## Aim of the task
From the records below, extract the lines exactly, starting with the line that contains "post in this photo." and going on through the last line of the records.

## Materials provided
## BEGIN
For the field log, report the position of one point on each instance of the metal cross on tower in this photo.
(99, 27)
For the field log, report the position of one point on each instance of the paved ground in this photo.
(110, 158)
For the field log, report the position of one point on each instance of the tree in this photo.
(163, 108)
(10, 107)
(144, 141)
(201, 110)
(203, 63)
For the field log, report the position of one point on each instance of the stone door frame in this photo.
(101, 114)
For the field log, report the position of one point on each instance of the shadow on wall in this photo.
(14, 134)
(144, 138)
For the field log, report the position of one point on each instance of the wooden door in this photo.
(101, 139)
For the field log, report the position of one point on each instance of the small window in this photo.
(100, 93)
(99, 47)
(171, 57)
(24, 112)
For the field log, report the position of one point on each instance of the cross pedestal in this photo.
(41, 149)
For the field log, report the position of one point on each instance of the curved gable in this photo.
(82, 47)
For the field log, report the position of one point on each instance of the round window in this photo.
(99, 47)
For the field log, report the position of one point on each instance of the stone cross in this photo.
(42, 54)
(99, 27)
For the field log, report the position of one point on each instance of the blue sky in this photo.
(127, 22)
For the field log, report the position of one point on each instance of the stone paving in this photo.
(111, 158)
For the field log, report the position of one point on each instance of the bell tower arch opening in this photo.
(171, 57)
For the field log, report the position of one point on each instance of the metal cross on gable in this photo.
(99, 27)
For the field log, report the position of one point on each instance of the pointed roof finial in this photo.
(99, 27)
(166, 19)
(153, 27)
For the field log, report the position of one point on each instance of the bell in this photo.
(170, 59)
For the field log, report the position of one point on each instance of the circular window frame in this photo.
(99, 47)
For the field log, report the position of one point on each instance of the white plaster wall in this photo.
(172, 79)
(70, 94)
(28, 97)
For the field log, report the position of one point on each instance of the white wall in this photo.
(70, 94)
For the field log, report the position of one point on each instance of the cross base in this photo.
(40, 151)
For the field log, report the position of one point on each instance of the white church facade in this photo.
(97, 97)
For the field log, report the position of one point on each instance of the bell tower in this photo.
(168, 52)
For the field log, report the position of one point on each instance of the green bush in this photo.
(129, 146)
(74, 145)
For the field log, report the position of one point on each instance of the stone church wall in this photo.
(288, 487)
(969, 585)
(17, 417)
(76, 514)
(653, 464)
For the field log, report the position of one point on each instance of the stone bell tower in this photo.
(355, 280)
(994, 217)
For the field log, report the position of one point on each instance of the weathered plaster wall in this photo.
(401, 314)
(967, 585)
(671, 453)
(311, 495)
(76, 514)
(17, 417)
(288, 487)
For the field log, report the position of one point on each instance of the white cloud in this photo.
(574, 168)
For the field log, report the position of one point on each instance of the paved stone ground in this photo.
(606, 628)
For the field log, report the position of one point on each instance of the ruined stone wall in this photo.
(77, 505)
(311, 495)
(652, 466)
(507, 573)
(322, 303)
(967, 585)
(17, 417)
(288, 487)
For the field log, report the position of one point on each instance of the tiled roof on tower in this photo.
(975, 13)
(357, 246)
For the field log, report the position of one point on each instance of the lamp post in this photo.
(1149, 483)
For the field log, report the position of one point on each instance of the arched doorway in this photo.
## END
## Solution
For the field log, report the position of one point on each instance of the lamp post in this photo.
(1149, 483)
For the field log, report the position of one point on each instance of the arched doorway in this photo.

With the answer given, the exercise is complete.